-- STATED GOAL --
Condense the paragraph in the NumPy guide that begins "ndarray stands for N‑dimensional array", together with the list under it, into a short list that keeps its main facts.

-- SOURCE DOCUMENT --
- - - - - - -

NumPy ndarray Basics for Deep Learning Beginners: array, dtype, shape, reshape, astype

1. Why Start with ndarray?



When you dive into deep learning, you’ll repeatedly see code like this:

  • Inspecting the shape of an input tensor
  • Using reshape to prepare batches
  • Converting data to float32 for GPU computation

All of these operations are built on the foundation of NumPy’s ndarray.

  • PyTorch’s Tensor is essentially a structure that closely mirrors NumPy’s ndarray.
  • Inputs, weights, and outputs in deep learning models are all multidimensional arrays (tensors).

Therefore, mastering ndarray is equivalent to learning the core syntax of tensor operations.


2. What Is an ndarray?

ndarray stands for N‑dimensional array—a concise way to refer to an array with N dimensions.

  • 1‑D: vector
  • 2‑D: matrix
  • 3‑D and above: tensor (image batches, time series, video, etc.)

A quick example:

import numpy as np

x = np.array([1, 2, 3])            # 1‑D (vector)
M = np.array([[1, 2], [3, 4]])     # 2‑D (matrix)

print(type(x))          # <class 'numpy.ndarray'>
print(x.ndim, x.shape)  # number of dimensions, shape
print(M.ndim, M.shape)
  • ndim: how many dimensions
  • shape: the size of each dimension

3. How Similar Is a PyTorch Tensor?



A PyTorch tensor is ultimately just a multidimensional array.

import torch

x_np = np.array([[1, 2], [3, 4]])   # NumPy ndarray
x_torch = torch.tensor([[1, 2], [3, 4]])  # PyTorch Tensor

print(type(x_np))      # numpy.ndarray
print(type(x_torch))   # torch.Tensor

print(x_np.shape)      # (2, 2)
print(x_torch.shape)   # torch.Size([2, 2])

Commonalities:

  • Both are multidimensional numeric arrays.
  • Concepts like shape, reshape, and dtype are almost identical.
  • Operations (+, *, @, etc.) behave similarly.

Differences that matter in deep learning:

  • NumPy runs on the CPU and has no automatic differentiation.
  • PyTorch tensors can use the GPU and support autograd.

Typical workflow:

  • Concept practice / data manipulation → NumPy
  • Actual model training → PyTorch

The more comfortable you are with ndarray, the more natural PyTorch tensor operations feel.


4. np.array: The Basic Way to Create an ndarray

The most fundamental constructor for an ndarray is np.array.

4.1 From Python Lists to ndarray

import numpy as np

# 1‑D array (vector)
x = np.array([1, 2, 3])
print(x)
print(x.ndim)   # 1
print(x.shape)  # (3,)

# 2‑D array (matrix)
M = np.array([[1, 2, 3],
              [4, 5, 6]])
print(M)
print(M.ndim)   # 2
print(M.shape)  # (2, 3)
  • A Python list (or list of lists) becomes an ndarray when passed to np.array.

- - - - - - -

-- ITEMS --
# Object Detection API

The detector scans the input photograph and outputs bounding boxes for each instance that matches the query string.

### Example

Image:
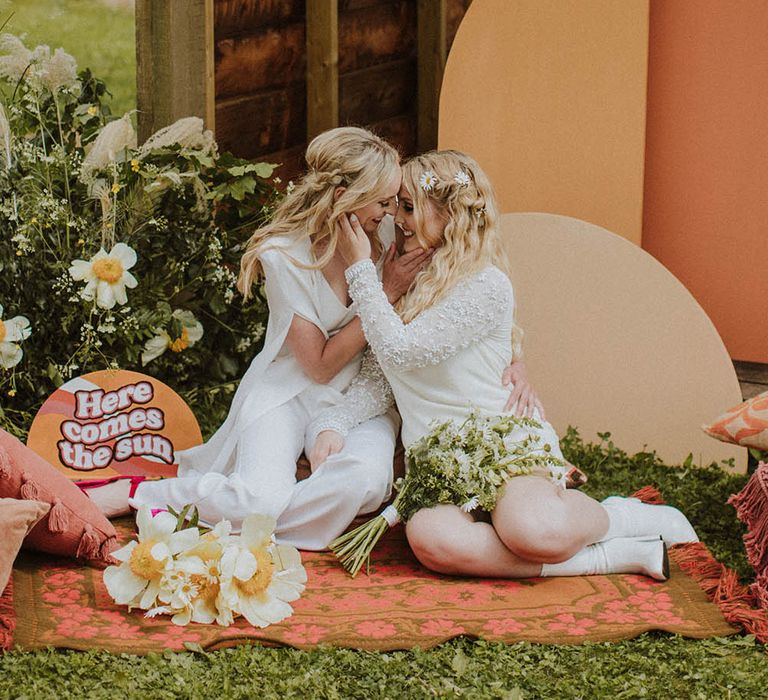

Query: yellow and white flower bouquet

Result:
[104,506,307,627]
[330,411,566,576]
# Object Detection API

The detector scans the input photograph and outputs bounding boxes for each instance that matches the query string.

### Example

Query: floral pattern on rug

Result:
[14,523,737,654]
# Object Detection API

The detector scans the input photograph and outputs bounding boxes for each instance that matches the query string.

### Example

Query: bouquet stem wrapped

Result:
[330,411,566,577]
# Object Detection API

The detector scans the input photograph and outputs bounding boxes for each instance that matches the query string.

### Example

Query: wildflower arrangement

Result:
[0,34,277,437]
[104,506,307,627]
[331,410,566,576]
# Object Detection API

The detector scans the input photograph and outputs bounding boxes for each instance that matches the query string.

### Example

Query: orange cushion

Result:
[702,391,768,450]
[0,430,117,563]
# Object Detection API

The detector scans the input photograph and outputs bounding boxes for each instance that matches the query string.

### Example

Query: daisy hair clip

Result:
[419,170,438,192]
[453,170,470,187]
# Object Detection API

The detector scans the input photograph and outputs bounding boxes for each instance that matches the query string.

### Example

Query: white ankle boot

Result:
[601,496,699,544]
[541,537,669,581]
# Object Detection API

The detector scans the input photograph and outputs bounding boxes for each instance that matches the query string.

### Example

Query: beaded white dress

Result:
[312,260,565,483]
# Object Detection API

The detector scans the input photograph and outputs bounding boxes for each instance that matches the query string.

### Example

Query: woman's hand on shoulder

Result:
[501,360,547,420]
[336,214,371,267]
[382,243,433,304]
[307,430,344,473]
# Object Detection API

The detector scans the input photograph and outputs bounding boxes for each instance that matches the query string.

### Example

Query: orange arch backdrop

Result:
[642,0,768,362]
[438,0,648,243]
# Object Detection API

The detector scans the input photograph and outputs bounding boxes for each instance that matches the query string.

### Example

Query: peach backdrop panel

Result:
[439,0,648,243]
[642,0,768,362]
[502,213,747,472]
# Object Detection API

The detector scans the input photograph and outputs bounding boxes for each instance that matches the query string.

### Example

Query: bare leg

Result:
[491,476,608,563]
[405,505,541,578]
[405,505,669,581]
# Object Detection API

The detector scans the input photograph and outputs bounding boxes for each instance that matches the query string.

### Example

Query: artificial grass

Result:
[0,431,768,700]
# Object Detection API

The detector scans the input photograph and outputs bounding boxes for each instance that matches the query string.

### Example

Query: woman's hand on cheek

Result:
[337,214,371,266]
[382,243,433,304]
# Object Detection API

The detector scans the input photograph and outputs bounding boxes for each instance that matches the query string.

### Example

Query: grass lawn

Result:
[0,435,768,700]
[0,0,136,116]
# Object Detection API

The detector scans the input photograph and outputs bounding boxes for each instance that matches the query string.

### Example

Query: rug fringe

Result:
[0,576,16,650]
[0,446,13,479]
[670,542,768,643]
[630,485,666,506]
[75,523,99,559]
[728,462,768,576]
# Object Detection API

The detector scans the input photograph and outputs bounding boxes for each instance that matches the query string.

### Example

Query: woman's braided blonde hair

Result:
[396,151,523,358]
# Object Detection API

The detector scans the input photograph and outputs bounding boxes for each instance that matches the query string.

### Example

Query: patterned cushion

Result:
[702,391,768,450]
[0,430,117,563]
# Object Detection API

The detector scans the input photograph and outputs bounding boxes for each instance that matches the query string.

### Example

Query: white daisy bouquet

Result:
[0,33,277,438]
[331,411,566,576]
[104,506,307,627]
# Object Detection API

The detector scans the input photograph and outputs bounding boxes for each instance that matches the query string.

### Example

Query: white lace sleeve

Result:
[309,350,395,438]
[346,260,514,370]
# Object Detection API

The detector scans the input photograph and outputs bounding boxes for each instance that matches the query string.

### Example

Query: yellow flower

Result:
[219,514,307,627]
[69,243,138,309]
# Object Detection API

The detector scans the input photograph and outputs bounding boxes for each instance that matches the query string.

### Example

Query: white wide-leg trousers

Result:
[131,396,397,550]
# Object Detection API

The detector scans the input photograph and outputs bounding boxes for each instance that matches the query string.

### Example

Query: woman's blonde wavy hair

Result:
[237,126,400,299]
[396,151,523,358]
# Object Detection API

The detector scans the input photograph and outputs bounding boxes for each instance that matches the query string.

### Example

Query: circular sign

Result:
[27,370,203,479]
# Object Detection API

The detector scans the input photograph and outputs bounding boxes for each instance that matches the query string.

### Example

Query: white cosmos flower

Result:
[104,506,200,610]
[69,243,138,309]
[220,515,307,627]
[0,305,32,369]
[141,309,203,365]
[419,170,438,192]
[80,113,136,183]
[160,520,234,627]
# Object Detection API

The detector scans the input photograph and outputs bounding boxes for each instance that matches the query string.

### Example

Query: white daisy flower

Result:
[104,506,200,610]
[0,304,32,369]
[419,170,438,192]
[69,243,138,309]
[453,170,470,187]
[220,514,307,627]
[141,309,203,365]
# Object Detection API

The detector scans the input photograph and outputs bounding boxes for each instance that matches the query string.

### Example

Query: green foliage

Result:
[0,35,277,436]
[0,0,136,114]
[560,428,754,579]
[0,430,768,700]
[0,634,768,700]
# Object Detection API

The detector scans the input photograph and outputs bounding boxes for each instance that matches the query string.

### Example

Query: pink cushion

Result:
[0,430,117,563]
[702,391,768,450]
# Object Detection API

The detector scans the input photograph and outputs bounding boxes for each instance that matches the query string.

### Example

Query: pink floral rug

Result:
[7,521,738,654]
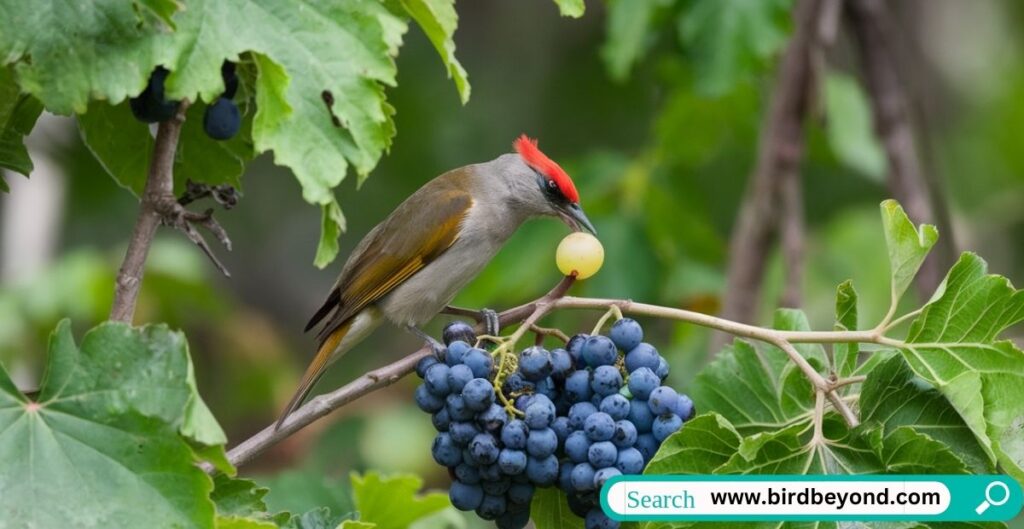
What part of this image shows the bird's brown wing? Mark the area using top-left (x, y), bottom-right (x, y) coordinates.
top-left (306, 175), bottom-right (473, 344)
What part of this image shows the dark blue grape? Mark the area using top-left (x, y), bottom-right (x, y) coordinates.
top-left (447, 363), bottom-right (476, 393)
top-left (587, 441), bottom-right (618, 469)
top-left (615, 446), bottom-right (644, 474)
top-left (413, 385), bottom-right (444, 413)
top-left (498, 448), bottom-right (526, 476)
top-left (423, 363), bottom-right (452, 392)
top-left (590, 365), bottom-right (623, 397)
top-left (598, 393), bottom-right (630, 421)
top-left (526, 428), bottom-right (558, 458)
top-left (626, 399), bottom-right (654, 434)
top-left (569, 402), bottom-right (597, 430)
top-left (469, 434), bottom-right (501, 465)
top-left (583, 336), bottom-right (618, 367)
top-left (430, 433), bottom-right (462, 467)
top-left (502, 418), bottom-right (529, 450)
top-left (519, 346), bottom-right (553, 382)
top-left (611, 421), bottom-right (638, 448)
top-left (583, 411), bottom-right (615, 442)
top-left (203, 97), bottom-right (242, 139)
top-left (569, 462), bottom-right (596, 492)
top-left (565, 369), bottom-right (594, 403)
top-left (464, 372), bottom-right (495, 411)
top-left (462, 348), bottom-right (495, 379)
top-left (449, 481), bottom-right (483, 511)
top-left (650, 413), bottom-right (683, 441)
top-left (647, 386), bottom-right (679, 415)
top-left (629, 367), bottom-right (662, 400)
top-left (608, 318), bottom-right (643, 351)
top-left (526, 455), bottom-right (558, 487)
top-left (441, 319), bottom-right (476, 346)
top-left (626, 342), bottom-right (662, 372)
top-left (444, 340), bottom-right (472, 366)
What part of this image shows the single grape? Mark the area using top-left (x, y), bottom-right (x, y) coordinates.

- - - - - - -

-- EXPECTED OUTPUT --
- ndarray: an array with N dimensions
- 1‑D: vector
- 2‑D: matrix
- 3‑D and above: tensor (image batches, time series, video, etc.)